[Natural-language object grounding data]
*** Begin section ***

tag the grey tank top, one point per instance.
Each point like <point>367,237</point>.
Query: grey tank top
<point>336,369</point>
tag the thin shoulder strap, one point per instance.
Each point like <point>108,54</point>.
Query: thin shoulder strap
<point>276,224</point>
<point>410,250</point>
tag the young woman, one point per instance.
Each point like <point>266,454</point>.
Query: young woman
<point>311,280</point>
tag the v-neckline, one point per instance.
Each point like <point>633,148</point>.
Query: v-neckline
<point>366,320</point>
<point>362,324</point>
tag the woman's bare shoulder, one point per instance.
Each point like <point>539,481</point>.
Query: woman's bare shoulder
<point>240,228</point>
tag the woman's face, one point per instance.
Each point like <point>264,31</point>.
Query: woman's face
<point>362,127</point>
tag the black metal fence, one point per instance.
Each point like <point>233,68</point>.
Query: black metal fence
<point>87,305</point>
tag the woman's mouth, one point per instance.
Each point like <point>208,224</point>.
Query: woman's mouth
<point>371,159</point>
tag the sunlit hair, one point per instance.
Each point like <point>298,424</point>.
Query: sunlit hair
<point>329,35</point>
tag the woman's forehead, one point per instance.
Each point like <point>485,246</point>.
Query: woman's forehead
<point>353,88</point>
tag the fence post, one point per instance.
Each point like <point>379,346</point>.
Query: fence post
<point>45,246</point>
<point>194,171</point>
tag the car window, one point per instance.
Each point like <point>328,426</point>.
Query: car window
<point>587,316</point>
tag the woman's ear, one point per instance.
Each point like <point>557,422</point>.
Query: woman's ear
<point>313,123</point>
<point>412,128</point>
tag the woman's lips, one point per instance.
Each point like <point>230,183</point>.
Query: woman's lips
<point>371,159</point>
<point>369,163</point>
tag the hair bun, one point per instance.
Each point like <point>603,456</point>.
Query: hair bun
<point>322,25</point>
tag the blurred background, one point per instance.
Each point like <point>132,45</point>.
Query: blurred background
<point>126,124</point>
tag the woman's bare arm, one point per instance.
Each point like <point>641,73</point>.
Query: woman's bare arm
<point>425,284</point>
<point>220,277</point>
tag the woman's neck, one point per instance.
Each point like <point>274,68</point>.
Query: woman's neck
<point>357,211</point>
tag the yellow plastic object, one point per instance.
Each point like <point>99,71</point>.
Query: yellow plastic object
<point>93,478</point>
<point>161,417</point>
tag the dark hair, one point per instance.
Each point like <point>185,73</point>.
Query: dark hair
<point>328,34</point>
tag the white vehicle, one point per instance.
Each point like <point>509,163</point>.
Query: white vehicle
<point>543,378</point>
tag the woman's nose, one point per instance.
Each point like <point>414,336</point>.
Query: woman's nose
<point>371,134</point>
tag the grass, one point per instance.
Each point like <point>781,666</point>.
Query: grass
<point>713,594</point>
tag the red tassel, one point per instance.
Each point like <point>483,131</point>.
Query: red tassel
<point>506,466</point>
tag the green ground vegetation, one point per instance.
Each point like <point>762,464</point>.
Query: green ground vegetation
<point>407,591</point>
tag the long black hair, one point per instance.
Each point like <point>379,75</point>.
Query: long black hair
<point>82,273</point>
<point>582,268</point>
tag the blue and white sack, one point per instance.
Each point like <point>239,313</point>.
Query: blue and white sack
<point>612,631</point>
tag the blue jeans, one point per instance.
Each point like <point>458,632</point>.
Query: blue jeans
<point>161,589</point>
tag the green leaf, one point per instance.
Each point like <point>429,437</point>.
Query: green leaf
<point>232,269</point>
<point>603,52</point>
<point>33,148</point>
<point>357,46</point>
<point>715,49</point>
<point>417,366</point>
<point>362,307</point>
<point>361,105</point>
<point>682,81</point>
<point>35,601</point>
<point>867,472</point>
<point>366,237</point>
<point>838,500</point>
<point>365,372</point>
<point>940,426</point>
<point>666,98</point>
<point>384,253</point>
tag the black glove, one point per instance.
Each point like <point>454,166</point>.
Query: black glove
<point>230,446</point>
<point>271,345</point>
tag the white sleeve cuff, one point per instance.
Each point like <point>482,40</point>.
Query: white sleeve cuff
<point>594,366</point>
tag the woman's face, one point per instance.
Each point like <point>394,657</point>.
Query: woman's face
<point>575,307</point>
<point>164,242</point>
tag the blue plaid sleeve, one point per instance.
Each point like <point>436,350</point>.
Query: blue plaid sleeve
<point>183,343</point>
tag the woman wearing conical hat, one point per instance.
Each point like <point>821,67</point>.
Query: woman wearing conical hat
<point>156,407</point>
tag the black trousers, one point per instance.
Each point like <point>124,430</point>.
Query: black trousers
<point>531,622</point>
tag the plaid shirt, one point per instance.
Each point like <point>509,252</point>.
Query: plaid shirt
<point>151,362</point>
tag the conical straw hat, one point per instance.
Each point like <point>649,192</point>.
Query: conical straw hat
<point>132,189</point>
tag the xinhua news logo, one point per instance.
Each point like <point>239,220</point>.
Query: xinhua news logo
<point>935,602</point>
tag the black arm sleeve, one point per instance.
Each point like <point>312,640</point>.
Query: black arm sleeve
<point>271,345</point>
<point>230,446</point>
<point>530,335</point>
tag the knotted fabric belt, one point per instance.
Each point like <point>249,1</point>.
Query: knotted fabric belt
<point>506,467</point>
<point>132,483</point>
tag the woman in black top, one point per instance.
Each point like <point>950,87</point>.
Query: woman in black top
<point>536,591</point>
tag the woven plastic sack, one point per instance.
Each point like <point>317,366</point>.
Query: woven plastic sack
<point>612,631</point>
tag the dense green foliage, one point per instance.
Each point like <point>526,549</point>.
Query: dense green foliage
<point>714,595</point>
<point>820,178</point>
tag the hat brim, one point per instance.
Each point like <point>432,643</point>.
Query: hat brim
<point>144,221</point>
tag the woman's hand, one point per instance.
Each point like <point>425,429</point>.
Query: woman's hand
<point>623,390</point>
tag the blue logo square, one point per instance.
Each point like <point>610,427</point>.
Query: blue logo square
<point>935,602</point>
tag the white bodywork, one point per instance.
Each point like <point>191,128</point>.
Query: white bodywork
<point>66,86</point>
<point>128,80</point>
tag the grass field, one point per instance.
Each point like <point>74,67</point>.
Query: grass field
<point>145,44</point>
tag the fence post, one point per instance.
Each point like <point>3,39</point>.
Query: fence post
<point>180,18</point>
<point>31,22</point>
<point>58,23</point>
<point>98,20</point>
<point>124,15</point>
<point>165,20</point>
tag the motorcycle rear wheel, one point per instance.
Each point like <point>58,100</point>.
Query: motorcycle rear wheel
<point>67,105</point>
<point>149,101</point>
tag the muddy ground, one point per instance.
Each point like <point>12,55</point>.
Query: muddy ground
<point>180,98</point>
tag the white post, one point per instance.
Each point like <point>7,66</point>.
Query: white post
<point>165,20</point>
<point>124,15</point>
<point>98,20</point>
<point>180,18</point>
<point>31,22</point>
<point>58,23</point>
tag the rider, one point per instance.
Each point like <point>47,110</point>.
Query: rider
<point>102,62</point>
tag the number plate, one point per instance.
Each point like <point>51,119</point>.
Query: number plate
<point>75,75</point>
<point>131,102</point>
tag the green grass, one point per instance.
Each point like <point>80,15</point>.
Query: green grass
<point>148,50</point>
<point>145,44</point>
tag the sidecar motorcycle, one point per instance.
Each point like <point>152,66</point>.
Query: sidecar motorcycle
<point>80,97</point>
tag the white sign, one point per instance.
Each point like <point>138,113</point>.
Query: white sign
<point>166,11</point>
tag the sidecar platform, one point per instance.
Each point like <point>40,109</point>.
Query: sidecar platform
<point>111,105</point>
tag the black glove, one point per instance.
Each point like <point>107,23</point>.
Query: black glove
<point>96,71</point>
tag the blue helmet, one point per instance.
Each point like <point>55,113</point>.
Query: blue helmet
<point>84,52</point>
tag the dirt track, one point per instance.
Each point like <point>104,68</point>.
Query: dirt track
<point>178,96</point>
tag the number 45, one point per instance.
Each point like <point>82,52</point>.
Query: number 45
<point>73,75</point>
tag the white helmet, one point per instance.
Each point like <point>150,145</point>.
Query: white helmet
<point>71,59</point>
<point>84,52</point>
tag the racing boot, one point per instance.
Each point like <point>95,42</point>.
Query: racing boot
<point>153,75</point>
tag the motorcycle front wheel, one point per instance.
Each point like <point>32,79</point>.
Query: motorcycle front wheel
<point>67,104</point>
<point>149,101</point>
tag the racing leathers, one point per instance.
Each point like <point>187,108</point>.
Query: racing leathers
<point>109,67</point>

*** End section ***
*** Begin section ***

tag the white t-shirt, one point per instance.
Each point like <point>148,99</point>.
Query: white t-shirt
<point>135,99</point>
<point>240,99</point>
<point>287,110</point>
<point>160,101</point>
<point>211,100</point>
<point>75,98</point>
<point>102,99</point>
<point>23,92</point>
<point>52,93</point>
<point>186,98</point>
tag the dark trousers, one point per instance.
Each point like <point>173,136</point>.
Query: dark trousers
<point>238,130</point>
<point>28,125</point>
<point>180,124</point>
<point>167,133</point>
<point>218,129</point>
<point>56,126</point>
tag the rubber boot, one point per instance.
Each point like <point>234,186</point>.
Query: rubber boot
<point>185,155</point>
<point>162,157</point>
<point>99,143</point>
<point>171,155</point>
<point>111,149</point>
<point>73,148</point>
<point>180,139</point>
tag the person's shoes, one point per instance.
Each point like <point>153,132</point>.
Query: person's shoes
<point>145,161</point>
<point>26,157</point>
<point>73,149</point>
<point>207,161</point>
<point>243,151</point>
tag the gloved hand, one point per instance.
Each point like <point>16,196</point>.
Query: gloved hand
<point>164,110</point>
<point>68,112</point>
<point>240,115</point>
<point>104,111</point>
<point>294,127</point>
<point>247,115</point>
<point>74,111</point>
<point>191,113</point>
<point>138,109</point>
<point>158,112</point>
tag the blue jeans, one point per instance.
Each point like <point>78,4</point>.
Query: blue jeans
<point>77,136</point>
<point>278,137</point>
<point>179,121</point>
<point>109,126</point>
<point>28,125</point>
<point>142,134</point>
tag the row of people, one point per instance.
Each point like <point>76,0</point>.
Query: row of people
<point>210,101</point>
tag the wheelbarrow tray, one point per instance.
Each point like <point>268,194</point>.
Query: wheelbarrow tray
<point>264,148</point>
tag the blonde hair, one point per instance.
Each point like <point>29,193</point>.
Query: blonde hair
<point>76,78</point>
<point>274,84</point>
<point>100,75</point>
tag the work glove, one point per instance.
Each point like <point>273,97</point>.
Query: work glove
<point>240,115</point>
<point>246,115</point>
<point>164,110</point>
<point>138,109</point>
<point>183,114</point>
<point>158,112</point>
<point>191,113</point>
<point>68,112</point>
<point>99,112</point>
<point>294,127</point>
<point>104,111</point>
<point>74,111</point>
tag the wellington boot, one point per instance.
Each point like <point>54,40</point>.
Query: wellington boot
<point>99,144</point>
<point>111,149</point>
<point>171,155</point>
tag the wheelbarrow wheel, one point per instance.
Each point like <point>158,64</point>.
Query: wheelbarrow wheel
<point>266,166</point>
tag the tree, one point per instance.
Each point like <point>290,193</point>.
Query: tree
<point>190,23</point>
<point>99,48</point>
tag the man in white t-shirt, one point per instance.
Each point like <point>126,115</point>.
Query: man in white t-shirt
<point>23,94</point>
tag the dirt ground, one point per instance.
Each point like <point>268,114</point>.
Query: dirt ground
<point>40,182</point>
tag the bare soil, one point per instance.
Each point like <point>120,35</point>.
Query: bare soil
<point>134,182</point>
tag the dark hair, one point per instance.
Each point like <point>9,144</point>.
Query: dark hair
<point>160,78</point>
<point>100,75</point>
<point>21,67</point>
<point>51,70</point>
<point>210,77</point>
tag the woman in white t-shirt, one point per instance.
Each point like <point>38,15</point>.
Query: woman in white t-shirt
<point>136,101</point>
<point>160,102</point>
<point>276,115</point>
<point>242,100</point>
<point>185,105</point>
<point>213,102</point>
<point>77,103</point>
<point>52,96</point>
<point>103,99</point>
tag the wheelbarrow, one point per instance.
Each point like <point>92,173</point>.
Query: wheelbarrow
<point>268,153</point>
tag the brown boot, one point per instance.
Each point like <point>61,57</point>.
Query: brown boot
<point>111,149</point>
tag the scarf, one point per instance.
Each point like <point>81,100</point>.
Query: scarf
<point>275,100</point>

*** End section ***
*** Begin section ***

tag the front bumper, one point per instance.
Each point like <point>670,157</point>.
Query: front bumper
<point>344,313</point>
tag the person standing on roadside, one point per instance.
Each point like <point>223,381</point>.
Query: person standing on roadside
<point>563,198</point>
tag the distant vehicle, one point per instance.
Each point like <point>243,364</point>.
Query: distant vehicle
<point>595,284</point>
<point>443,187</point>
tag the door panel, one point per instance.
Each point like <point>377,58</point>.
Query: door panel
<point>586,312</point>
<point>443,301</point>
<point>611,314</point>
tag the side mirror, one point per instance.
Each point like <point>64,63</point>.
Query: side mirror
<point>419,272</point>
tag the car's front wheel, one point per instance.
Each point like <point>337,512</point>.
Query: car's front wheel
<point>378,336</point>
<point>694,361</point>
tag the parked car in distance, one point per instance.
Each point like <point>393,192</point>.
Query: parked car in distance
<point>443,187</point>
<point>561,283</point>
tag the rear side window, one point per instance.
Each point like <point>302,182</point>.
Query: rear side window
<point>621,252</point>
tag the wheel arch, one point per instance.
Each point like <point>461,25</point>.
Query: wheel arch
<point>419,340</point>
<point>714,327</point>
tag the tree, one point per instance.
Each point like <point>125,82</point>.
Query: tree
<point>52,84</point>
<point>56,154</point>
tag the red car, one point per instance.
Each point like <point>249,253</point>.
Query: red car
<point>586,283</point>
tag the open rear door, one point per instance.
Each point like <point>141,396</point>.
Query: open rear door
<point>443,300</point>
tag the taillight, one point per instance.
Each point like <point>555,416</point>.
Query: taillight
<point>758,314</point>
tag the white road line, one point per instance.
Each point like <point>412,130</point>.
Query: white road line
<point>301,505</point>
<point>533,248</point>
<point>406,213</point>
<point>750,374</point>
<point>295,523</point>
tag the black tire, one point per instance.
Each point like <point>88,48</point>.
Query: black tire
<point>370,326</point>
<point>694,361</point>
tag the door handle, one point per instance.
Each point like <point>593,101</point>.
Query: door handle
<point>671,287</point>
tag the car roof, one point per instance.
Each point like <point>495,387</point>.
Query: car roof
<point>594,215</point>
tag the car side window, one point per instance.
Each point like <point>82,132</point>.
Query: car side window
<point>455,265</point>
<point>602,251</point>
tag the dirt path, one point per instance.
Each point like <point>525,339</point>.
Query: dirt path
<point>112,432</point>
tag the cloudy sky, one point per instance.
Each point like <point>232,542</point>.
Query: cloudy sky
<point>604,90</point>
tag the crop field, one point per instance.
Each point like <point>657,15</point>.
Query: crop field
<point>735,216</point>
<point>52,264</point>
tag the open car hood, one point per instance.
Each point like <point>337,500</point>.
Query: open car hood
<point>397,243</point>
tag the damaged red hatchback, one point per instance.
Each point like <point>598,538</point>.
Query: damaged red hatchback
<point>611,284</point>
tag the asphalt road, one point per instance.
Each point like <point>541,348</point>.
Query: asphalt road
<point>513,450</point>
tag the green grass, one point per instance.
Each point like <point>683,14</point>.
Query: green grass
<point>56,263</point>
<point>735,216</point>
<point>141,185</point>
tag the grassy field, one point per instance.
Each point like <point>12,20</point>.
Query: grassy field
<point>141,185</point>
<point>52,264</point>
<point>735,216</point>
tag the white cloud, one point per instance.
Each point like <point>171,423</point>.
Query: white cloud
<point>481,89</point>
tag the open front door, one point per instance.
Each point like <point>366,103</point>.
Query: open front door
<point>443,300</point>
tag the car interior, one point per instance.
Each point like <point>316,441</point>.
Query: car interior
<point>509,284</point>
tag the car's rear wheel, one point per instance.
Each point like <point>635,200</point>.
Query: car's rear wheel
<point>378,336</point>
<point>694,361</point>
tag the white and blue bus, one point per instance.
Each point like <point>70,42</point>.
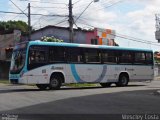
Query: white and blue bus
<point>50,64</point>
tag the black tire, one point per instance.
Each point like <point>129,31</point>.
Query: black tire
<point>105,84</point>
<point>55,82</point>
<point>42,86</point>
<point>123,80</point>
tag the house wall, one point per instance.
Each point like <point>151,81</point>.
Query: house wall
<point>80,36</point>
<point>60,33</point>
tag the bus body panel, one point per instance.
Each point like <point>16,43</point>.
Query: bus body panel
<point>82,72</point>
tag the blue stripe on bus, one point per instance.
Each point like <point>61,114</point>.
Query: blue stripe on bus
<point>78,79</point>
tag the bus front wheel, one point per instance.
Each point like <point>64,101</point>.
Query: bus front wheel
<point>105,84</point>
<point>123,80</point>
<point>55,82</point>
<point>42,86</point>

*** End section ***

Action item | Look above for the line holding "tag the grey", then set down exactly that line and every line after it up to and including the line holding "Each point like <point>208,224</point>.", with nothing else.

Exercise answer |
tag the grey tank top, one point per instance.
Each point like <point>367,237</point>.
Query: grey tank top
<point>336,369</point>
tag the thin shoulder strap, one point per instance.
Each point like <point>108,54</point>.
Query: thin shoulder strap
<point>276,224</point>
<point>410,250</point>
tag the young woman, one point per instance.
Each point like <point>266,454</point>.
Query: young woman
<point>311,280</point>
tag the v-neckline, one point per instance.
Each point like <point>633,148</point>.
Query: v-neckline
<point>366,320</point>
<point>362,324</point>
tag the woman's bare shoulder, one point per instance.
Each point like <point>539,481</point>.
Query: woman's bare shoulder
<point>240,228</point>
tag the woman's face, one point per instance.
Each point like <point>264,31</point>.
Query: woman's face
<point>362,127</point>
tag the black metal fence, one point per instance.
Each point like <point>233,68</point>.
Query: black metal fence
<point>87,305</point>
tag the woman's mouth, one point per instance.
Each point like <point>208,224</point>.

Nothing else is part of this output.